DIRECTIONS FOR THIS TASK => Can you print the entries below word for word, from the line containing "Q: Spot the white" through the end of the entries, leaving out the pictures?

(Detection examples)
■ ■ ■ ■ ■ ■ ■

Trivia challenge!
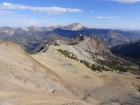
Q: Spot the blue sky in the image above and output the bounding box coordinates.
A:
[0,0,140,29]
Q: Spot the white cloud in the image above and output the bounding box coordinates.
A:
[111,0,140,3]
[0,2,82,14]
[96,16,119,19]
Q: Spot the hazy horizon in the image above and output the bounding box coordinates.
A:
[0,0,140,30]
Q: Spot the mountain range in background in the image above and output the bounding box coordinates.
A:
[0,23,140,53]
[0,23,140,105]
[110,40,140,64]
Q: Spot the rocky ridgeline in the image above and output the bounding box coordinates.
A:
[36,34,139,73]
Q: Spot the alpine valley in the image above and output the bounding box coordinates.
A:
[0,23,140,105]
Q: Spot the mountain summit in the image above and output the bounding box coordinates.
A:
[64,23,85,30]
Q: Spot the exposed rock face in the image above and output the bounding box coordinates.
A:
[89,36,107,51]
[110,40,140,64]
[0,42,71,94]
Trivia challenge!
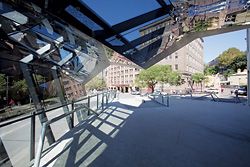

■ ■ ■ ■ ■ ■ ■

EXERCISE ANSWER =>
Q: Spot the white cloud in the image above and output the bounding box coordinates.
A:
[111,0,140,3]
[0,2,82,14]
[96,16,119,19]
Q: Spot the hazy horizon in the image above and output the bounding box coordinates.
A:
[0,0,140,30]
Q: Spot the mountain range in background in the image above and output the bounding box coordinates.
A:
[0,23,140,53]
[0,23,140,105]
[110,40,140,64]
Q: Spot the rocky ridgeline in the image above and output the bounding box coordinates.
A:
[36,34,139,73]
Q: Spot the alpine valley in the image above and output the bounding box coordinates.
A:
[0,23,140,105]
Q: Spot the mountain summit in the image above and output the bounding box coordinates.
A:
[64,23,85,30]
Q: Spot the exposed rock face in the image above and output the bounding box coordinates.
A:
[89,36,107,51]
[110,40,140,64]
[0,42,71,94]
Trivia challenge!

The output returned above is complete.